- [Texte]:
↓↓↓
A contrario, il n’est jamais anodin de " déménager " (l’ambiguïté du terme, qui signifie aussi devenir fou, montre l’importance des enjeux) : on y perd ses repères, il faut donc en construire d’autres, il faut " réhabiter " cette nouvelle habitation et faire le deuil de l’ancienne, avec les risques de dépression, de dépersonnalisation, voire de crise psychotique, que cela peut provoquer. Il se remet en scène la série des séparations/reconstructions nécessaires, séparations qui ont pu profondément altérer la vie d’une personne depuis ses débuts. La persévération des habitudes transgénérationnelles témoigne de la difficulté de quitter pour " emménager ", et de faire rupture.

Les tests de la maison

L’importance de la maison est telle qu’on a fait un test de son dessin : test qui, chez les enfants et chez les adultes, met en évidence les quelques points que j’ai soulevés et leurs variations en fonction de la problématique singulière qui s’y déploie : maison sans ouverture, sans porte, incohérente, disloquée, environnement stérile ou foisonnant, sont à la fois l’illustration et l’expression d’une souffrance qui trouve difficilement ses mots – mais trouve ses traits (cf. dessins d’enfants).
↑↑↑
- [Données]:
↓↓↓
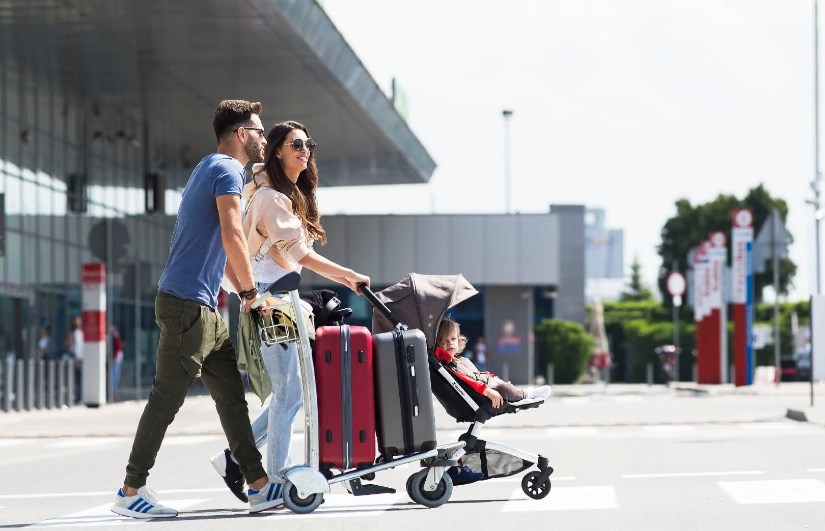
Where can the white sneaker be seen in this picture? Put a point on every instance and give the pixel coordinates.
(539, 392)
(269, 497)
(142, 505)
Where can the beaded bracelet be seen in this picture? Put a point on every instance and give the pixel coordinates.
(248, 294)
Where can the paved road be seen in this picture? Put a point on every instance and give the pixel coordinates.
(631, 458)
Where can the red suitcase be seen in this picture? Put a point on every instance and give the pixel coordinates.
(346, 398)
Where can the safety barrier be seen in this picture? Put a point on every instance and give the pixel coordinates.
(26, 385)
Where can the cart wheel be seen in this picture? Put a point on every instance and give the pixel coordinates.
(296, 504)
(430, 499)
(531, 488)
(410, 491)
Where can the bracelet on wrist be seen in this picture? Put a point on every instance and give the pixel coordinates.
(249, 293)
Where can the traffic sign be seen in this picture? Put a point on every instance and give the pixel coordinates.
(676, 284)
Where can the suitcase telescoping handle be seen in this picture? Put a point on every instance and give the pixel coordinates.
(381, 306)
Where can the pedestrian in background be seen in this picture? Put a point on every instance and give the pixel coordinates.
(73, 348)
(117, 357)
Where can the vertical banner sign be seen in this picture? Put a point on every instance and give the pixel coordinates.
(718, 254)
(742, 295)
(93, 370)
(700, 272)
(709, 367)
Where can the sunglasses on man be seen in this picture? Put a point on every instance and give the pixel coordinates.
(260, 130)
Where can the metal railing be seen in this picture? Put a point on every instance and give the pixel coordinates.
(26, 385)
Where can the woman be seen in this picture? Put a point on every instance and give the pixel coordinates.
(282, 211)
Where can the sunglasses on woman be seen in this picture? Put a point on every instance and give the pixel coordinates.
(298, 144)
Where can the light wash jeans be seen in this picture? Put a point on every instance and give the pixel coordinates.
(273, 425)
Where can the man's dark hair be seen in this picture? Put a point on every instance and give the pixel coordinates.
(233, 113)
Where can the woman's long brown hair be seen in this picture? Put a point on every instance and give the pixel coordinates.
(303, 192)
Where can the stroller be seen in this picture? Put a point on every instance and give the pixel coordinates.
(420, 301)
(305, 484)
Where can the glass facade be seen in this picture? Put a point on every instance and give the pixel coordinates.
(73, 191)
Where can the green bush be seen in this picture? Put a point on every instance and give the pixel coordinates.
(566, 345)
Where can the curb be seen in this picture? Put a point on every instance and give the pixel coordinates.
(797, 414)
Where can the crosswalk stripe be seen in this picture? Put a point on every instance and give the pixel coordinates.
(774, 491)
(101, 515)
(565, 499)
(693, 474)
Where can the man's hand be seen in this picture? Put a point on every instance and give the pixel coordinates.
(494, 396)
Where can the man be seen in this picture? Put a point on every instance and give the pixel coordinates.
(194, 341)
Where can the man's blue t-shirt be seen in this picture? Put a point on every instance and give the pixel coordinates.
(196, 255)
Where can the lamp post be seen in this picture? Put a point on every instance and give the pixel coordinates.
(816, 183)
(507, 114)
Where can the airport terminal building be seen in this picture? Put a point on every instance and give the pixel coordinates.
(105, 108)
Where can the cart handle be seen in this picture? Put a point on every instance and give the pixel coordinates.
(366, 292)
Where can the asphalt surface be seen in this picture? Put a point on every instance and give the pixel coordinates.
(625, 458)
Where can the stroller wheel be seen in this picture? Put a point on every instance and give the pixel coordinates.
(431, 499)
(530, 486)
(410, 491)
(295, 503)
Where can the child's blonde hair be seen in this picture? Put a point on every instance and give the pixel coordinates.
(446, 327)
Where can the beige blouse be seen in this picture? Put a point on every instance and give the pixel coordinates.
(270, 215)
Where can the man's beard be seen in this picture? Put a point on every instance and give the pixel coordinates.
(254, 150)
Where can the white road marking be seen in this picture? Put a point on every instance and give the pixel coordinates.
(102, 515)
(627, 398)
(775, 491)
(572, 431)
(565, 499)
(84, 442)
(671, 428)
(186, 440)
(769, 426)
(111, 492)
(693, 474)
(575, 400)
(517, 479)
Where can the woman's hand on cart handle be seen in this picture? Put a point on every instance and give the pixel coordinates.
(357, 280)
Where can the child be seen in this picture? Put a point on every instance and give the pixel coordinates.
(450, 343)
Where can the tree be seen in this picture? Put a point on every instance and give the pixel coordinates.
(692, 224)
(637, 291)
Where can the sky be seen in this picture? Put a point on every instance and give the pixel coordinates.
(626, 105)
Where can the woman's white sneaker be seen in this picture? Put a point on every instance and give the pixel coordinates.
(144, 504)
(268, 497)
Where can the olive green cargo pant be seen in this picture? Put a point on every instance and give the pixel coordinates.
(194, 342)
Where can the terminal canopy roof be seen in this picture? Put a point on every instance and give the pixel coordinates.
(168, 63)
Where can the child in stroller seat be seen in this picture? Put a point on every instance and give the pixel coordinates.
(450, 344)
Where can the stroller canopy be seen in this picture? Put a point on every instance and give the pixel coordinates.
(420, 301)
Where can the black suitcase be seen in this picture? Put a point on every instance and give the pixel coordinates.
(403, 396)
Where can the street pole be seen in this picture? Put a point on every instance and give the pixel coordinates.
(676, 303)
(775, 266)
(816, 184)
(507, 114)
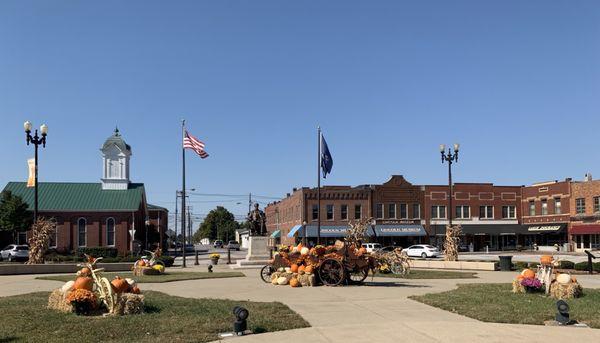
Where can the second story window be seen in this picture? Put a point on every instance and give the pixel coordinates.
(357, 211)
(580, 205)
(416, 211)
(392, 211)
(344, 212)
(509, 212)
(486, 212)
(532, 208)
(463, 212)
(544, 207)
(329, 212)
(438, 212)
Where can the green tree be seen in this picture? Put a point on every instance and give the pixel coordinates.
(14, 215)
(218, 224)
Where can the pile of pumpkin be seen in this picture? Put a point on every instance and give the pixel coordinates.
(83, 296)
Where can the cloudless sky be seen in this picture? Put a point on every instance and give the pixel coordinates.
(517, 83)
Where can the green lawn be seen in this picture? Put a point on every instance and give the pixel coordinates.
(168, 319)
(167, 277)
(496, 303)
(432, 274)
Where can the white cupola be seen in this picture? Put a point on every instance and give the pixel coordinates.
(115, 162)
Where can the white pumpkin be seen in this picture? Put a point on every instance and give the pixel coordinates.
(67, 286)
(563, 279)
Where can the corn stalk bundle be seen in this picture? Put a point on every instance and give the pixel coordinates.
(40, 238)
(451, 245)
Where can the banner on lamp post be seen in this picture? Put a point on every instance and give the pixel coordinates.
(31, 167)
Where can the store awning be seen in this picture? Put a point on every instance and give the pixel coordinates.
(548, 228)
(294, 230)
(398, 230)
(585, 229)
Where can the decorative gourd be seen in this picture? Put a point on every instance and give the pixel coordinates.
(528, 273)
(67, 286)
(546, 260)
(119, 285)
(84, 282)
(563, 279)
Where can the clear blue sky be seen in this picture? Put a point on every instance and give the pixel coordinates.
(517, 83)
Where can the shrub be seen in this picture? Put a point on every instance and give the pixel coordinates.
(567, 265)
(98, 252)
(167, 260)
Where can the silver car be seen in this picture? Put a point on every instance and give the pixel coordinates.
(14, 252)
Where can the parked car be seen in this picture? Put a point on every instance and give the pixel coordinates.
(14, 252)
(422, 250)
(233, 245)
(371, 246)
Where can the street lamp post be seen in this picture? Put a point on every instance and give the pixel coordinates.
(36, 141)
(450, 158)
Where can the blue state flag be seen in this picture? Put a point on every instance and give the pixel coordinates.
(326, 159)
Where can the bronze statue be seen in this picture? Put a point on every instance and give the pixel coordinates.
(256, 221)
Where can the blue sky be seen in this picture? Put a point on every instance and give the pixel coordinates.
(516, 83)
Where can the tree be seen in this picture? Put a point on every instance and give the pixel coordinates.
(14, 215)
(218, 224)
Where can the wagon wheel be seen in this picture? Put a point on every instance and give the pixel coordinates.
(265, 273)
(358, 276)
(331, 272)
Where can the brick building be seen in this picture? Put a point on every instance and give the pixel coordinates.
(97, 214)
(584, 228)
(488, 214)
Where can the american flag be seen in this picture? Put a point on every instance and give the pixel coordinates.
(191, 142)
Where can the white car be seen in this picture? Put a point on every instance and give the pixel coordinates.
(371, 246)
(422, 250)
(15, 252)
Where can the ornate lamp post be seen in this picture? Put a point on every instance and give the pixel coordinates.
(36, 141)
(450, 158)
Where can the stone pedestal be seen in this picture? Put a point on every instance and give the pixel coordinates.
(258, 253)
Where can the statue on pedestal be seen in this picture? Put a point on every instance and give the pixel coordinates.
(256, 221)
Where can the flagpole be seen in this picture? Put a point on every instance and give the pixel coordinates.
(183, 192)
(319, 185)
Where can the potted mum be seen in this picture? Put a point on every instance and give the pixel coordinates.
(214, 258)
(532, 285)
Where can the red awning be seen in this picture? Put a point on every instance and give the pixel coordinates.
(589, 229)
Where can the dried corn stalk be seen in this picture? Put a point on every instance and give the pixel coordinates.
(451, 245)
(40, 238)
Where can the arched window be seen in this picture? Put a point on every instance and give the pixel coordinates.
(82, 232)
(110, 231)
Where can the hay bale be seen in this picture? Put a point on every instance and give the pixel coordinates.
(566, 291)
(129, 303)
(57, 301)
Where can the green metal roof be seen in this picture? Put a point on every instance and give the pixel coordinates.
(74, 196)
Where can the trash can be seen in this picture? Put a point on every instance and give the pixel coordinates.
(505, 263)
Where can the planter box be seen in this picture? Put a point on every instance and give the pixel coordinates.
(52, 268)
(461, 265)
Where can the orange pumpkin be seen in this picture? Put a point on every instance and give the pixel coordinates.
(119, 285)
(83, 282)
(546, 260)
(294, 282)
(528, 273)
(308, 269)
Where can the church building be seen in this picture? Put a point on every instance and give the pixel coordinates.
↑↑↑
- [Consigne]: D'après le texte, quels risques le fait de réhabiter une nouvelle habitation et de faire le deuil de l'ancienne peut-il provoquer ? Citez-les tous.

- [Corrigé]: La dépression, la dépersonnalisation et la crise psychotique.